--- QUOTED PASSAGE ---
The Bit Player () is a 2013 Filipino socio-realist drama-comedy film by Jeffrey Jeturian. The film stars Vilma Santos as Loida Malabanan, who spends her days dreaming of her big break while working with the country’s best small screen actors. The film competed under the Directors Showcase sidebar of 9th Cinemalaya Independent Film Festival. It topped the box office in all four venues of said festival. The film was released in mainstream theaters by Star Cinema on August 14, as part of their 20th Anniversary offering.

The film had its international premiere at the 2013 Toronto International Film Festival, set from September 5 to 15, under Contemporary World Cinema section. It also showed at the 2013 San Diego Asian Film Festival.

Plot 
The film follows a seemingly usual day in the life of Loida Malabanan (Vilma Santos) as she embarks on yet another shooting day of a soap opera as an extra. As the shoot goes on, we get a glimpse of the truth in the ruling system of the production as well as the exploitation of the marginalized laborers like her.

--- DATA EXCERPTS ---

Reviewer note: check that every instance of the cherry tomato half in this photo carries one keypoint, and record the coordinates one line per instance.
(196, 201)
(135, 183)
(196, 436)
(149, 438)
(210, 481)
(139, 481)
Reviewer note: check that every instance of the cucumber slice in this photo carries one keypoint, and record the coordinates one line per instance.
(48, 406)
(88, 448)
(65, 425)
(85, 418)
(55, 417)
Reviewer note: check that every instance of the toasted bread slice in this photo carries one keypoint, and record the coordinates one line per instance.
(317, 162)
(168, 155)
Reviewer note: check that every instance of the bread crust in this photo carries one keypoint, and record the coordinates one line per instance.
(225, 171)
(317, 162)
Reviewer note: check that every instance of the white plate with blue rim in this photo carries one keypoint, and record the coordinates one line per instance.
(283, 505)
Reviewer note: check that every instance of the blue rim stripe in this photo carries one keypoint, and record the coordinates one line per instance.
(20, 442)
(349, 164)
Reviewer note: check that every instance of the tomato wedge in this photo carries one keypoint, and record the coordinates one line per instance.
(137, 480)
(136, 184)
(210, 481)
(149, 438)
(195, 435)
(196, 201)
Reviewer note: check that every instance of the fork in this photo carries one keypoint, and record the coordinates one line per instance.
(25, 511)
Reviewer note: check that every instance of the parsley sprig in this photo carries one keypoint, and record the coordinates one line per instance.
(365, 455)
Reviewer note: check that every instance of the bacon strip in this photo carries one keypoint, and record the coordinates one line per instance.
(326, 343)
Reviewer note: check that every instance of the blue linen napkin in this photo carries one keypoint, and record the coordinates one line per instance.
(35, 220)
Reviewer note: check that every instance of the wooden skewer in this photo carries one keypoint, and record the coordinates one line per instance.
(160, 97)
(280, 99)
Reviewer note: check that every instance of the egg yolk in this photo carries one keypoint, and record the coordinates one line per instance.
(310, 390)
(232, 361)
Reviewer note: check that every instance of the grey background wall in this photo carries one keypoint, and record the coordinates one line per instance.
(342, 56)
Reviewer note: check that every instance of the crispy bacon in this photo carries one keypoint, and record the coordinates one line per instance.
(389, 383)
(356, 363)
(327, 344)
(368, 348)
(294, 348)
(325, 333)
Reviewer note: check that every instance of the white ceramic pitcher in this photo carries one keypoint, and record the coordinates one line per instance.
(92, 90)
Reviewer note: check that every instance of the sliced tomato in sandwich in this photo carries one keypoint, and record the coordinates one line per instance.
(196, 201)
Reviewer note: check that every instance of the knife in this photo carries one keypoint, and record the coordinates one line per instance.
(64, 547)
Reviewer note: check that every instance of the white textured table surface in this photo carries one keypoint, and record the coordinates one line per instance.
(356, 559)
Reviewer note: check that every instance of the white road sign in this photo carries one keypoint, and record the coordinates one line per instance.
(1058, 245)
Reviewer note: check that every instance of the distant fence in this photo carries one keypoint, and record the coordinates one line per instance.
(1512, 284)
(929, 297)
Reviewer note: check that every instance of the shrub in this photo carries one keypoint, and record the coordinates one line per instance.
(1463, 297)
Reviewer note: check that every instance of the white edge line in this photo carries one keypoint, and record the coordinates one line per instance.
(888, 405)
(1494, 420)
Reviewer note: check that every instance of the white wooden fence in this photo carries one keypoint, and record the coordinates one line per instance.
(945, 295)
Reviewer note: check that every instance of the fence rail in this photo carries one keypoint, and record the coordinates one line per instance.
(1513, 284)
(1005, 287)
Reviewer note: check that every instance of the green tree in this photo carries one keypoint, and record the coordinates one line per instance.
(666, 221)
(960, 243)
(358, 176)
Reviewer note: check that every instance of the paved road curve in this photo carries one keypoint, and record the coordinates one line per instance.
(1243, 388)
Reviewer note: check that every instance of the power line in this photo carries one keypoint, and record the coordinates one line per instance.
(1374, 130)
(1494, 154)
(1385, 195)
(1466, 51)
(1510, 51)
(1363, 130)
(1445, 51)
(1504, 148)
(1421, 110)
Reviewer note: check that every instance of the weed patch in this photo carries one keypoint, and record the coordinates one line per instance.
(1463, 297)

--- WORK INSTRUCTIONS ---
#1 Answer these questions from the article on The Bit Player:
(a) Who directed the film?
(b) In which section of the Toronto International Film Festival did it have its international premiere?
(c) In what role does Loida Malabanan work on the soap opera?
#2 List every film festival that the article on The Bit Player names.
#3 Write out the article on The Bit Player between "The Bit Player" and "20th Anniversary offering.", inclusive.
Answer using only the article on The Bit Player, not the records.

--- SOLUTIONS TO THE EXERCISE ---
#1
(a) Jeffrey Jeturian
(b) Contemporary World Cinema
(c) As an extra

#2
9th Cinemalaya Independent Film Festival
2013 Toronto International Film Festival
2013 San Diego Asian Film Festival

#3
The Bit Player () is a 2013 Filipino socio-realist drama-comedy film by Jeffrey Jeturian. The film stars Vilma Santos as Loida Malabanan, who spends her days dreaming of her big break while working with the country’s best small screen actors. The film competed under the Directors Showcase sidebar of 9th Cinemalaya Independent Film Festival. It topped the box office in all four venues of said festival. The film was released in mainstream theaters by Star Cinema on August 14, as part of their 20th Anniversary offering.